**Records for processing**
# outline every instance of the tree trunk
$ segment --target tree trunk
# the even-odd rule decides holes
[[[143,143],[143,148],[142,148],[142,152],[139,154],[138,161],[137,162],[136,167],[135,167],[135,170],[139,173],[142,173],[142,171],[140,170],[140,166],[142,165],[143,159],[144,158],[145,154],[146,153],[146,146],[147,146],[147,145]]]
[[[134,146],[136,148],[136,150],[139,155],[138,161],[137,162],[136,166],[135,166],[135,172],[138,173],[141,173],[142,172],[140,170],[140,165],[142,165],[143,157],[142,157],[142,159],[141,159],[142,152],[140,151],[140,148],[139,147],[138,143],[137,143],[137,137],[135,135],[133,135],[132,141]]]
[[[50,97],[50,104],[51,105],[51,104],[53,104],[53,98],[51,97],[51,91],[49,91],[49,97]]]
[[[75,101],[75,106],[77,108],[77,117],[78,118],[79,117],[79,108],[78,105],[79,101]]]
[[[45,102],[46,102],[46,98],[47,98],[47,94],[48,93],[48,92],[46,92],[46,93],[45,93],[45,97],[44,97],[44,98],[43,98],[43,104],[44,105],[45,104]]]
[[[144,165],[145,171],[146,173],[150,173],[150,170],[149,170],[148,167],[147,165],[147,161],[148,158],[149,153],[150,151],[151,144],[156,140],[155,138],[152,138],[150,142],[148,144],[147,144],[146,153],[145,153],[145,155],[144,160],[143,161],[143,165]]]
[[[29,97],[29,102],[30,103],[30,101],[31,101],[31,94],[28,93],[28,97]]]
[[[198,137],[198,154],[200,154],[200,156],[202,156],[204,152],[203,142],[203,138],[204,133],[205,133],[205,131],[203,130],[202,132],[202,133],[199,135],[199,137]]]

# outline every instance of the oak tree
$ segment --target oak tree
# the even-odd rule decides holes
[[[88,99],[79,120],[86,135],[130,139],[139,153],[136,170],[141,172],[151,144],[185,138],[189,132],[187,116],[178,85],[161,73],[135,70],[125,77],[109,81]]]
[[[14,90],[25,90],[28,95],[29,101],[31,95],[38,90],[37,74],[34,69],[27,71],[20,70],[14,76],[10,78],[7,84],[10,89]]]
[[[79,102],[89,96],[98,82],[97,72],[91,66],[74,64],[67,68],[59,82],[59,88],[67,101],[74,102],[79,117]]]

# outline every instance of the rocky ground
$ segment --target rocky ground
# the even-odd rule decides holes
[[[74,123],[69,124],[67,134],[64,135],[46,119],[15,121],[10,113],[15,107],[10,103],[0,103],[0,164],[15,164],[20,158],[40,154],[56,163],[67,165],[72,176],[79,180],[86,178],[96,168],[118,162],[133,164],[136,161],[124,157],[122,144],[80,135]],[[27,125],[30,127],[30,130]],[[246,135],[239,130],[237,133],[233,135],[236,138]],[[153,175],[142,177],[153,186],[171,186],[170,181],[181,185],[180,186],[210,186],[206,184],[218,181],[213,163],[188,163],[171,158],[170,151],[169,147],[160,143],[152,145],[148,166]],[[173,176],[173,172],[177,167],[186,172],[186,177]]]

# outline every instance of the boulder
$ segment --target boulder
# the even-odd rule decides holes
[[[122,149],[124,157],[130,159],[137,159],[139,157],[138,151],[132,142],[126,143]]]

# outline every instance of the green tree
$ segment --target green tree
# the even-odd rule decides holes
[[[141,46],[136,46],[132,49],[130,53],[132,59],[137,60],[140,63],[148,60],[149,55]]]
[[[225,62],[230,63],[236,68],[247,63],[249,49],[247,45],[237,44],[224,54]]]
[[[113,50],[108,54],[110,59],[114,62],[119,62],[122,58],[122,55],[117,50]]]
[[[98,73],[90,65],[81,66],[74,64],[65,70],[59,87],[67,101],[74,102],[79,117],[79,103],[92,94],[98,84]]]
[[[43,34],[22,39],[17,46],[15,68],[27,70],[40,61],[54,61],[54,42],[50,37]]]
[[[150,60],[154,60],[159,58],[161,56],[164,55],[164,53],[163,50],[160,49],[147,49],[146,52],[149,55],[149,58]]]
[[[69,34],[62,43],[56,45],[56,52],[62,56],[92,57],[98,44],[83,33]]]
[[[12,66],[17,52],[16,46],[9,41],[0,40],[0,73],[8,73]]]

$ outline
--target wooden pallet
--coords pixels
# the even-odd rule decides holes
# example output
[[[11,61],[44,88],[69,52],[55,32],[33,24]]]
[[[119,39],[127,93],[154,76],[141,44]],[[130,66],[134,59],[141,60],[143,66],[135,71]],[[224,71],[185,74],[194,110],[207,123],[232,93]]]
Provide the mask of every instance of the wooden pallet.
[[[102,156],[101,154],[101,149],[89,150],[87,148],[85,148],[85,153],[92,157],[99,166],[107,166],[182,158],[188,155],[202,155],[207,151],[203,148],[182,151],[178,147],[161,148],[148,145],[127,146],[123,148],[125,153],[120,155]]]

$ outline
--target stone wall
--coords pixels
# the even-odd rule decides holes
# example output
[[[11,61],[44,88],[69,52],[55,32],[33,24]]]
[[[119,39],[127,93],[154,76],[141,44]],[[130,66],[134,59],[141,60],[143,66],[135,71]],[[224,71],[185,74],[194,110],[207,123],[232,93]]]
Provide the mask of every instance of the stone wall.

**Objective**
Copy all the records above precisely.

**Written answer**
# outline every instance of the tree trunk
$ segment --target tree trunk
# the even-odd rule decides holes
[[[143,143],[143,148],[142,148],[142,152],[139,154],[138,161],[137,162],[136,167],[135,167],[135,170],[139,173],[142,173],[142,171],[140,170],[140,166],[142,165],[143,159],[144,158],[145,154],[146,153],[146,146],[147,146],[147,145]]]
[[[134,146],[136,148],[136,150],[139,155],[138,161],[137,162],[136,166],[135,166],[135,172],[138,173],[141,173],[142,172],[140,170],[140,165],[142,165],[143,157],[142,157],[142,159],[141,159],[142,152],[140,151],[140,148],[139,147],[138,143],[137,143],[137,137],[135,135],[133,135],[132,141]]]
[[[50,97],[50,104],[51,105],[51,104],[53,104],[53,98],[51,97],[51,91],[49,91],[49,97]]]
[[[75,101],[75,106],[77,108],[77,117],[78,118],[79,117],[79,108],[78,105],[79,101]]]
[[[45,102],[46,102],[46,98],[47,98],[47,94],[48,93],[48,92],[46,92],[46,93],[45,93],[45,97],[44,97],[44,98],[43,98],[43,104],[44,105],[45,104]]]
[[[144,165],[145,171],[146,173],[150,173],[150,170],[149,170],[148,167],[147,165],[147,161],[148,158],[149,153],[150,151],[151,144],[156,140],[155,138],[152,138],[150,142],[148,144],[147,144],[146,153],[145,153],[145,155],[144,160],[143,161],[143,165]]]
[[[29,97],[29,102],[30,103],[30,101],[31,101],[31,94],[28,93],[28,97]]]
[[[198,137],[198,154],[200,154],[200,156],[202,156],[204,152],[203,142],[203,138],[204,133],[205,133],[205,131],[203,130],[202,132],[202,133],[199,135],[199,137]]]

# outline every instance of the oak tree
$ segment --target oak tree
# the even-odd rule decides holes
[[[88,99],[79,120],[86,135],[130,139],[139,153],[136,170],[141,172],[151,144],[185,138],[189,132],[187,116],[178,85],[161,73],[135,70],[125,77],[109,81]]]
[[[14,90],[25,90],[28,95],[29,101],[31,95],[38,90],[37,74],[34,69],[27,71],[20,70],[14,76],[10,78],[7,84],[10,89]]]
[[[79,102],[89,96],[98,82],[97,72],[91,66],[74,64],[67,68],[59,82],[59,88],[67,101],[74,102],[79,117]]]

# outline every instance of the rocky ground
$ segment --target rocky ground
# the even-odd rule decides holes
[[[74,123],[69,124],[67,134],[64,135],[46,119],[15,121],[10,113],[15,107],[10,103],[0,103],[0,164],[15,164],[20,158],[40,154],[56,163],[67,165],[72,176],[79,180],[86,178],[96,168],[118,162],[133,164],[136,161],[124,157],[122,144],[80,135]],[[27,125],[30,127],[30,130]],[[246,135],[239,130],[237,133],[233,135],[236,138]],[[153,175],[142,177],[153,186],[171,186],[170,181],[181,185],[180,186],[210,186],[206,184],[218,181],[213,163],[188,163],[171,158],[170,151],[169,147],[160,143],[152,145],[148,166]],[[173,176],[173,172],[177,167],[186,172],[186,177]]]

# outline every instance of the boulder
$ segment --target boulder
# the even-odd rule decides holes
[[[122,149],[124,157],[130,159],[137,159],[139,157],[138,151],[132,142],[126,143]]]

# outline every instance of the green tree
$ segment --target green tree
# the even-odd rule decides holes
[[[141,46],[136,46],[132,49],[130,53],[132,59],[137,60],[140,63],[148,60],[149,55]]]
[[[225,62],[230,63],[236,68],[247,63],[249,49],[247,45],[237,44],[224,54]]]
[[[113,50],[108,54],[110,59],[114,62],[119,62],[122,58],[122,55],[117,50]]]
[[[98,73],[90,65],[81,66],[74,64],[65,70],[59,87],[67,101],[74,102],[79,117],[79,103],[92,94],[98,84]]]
[[[43,34],[22,39],[17,46],[15,68],[27,70],[40,61],[54,61],[54,42],[50,37]]]
[[[150,60],[154,60],[159,58],[161,56],[164,55],[164,53],[163,50],[160,49],[147,49],[146,52],[149,55],[149,58]]]
[[[69,34],[62,43],[56,45],[56,52],[62,56],[92,57],[98,44],[83,33]]]
[[[12,66],[17,52],[16,46],[9,41],[0,40],[0,73],[8,73]]]

$ outline
--target wooden pallet
--coords pixels
# the even-odd rule decides holes
# example output
[[[11,61],[44,88],[69,52],[55,32],[33,24]]]
[[[119,39],[127,93],[154,76],[141,44]],[[130,66],[134,59],[141,60],[143,66],[135,71]],[[224,71],[185,74],[194,110],[207,123],[232,93]]]
Provide the mask of every instance of the wooden pallet.
[[[102,156],[101,154],[101,149],[89,150],[87,148],[85,148],[85,153],[92,157],[99,166],[107,166],[182,158],[188,155],[202,155],[207,151],[203,148],[182,151],[178,147],[161,148],[148,145],[127,146],[123,148],[125,153],[120,155]]]

$ outline
--target stone wall
--coords pixels
# the even-odd rule decides holes
# example output
[[[11,61],[44,88],[69,52],[55,32],[33,24]]]
[[[119,39],[127,93],[154,76],[141,44]],[[130,66],[134,59],[141,60],[143,66],[135,71]],[[224,71],[185,74],[194,110],[207,123],[232,93]]]
Provide the mask of every instance of the stone wall.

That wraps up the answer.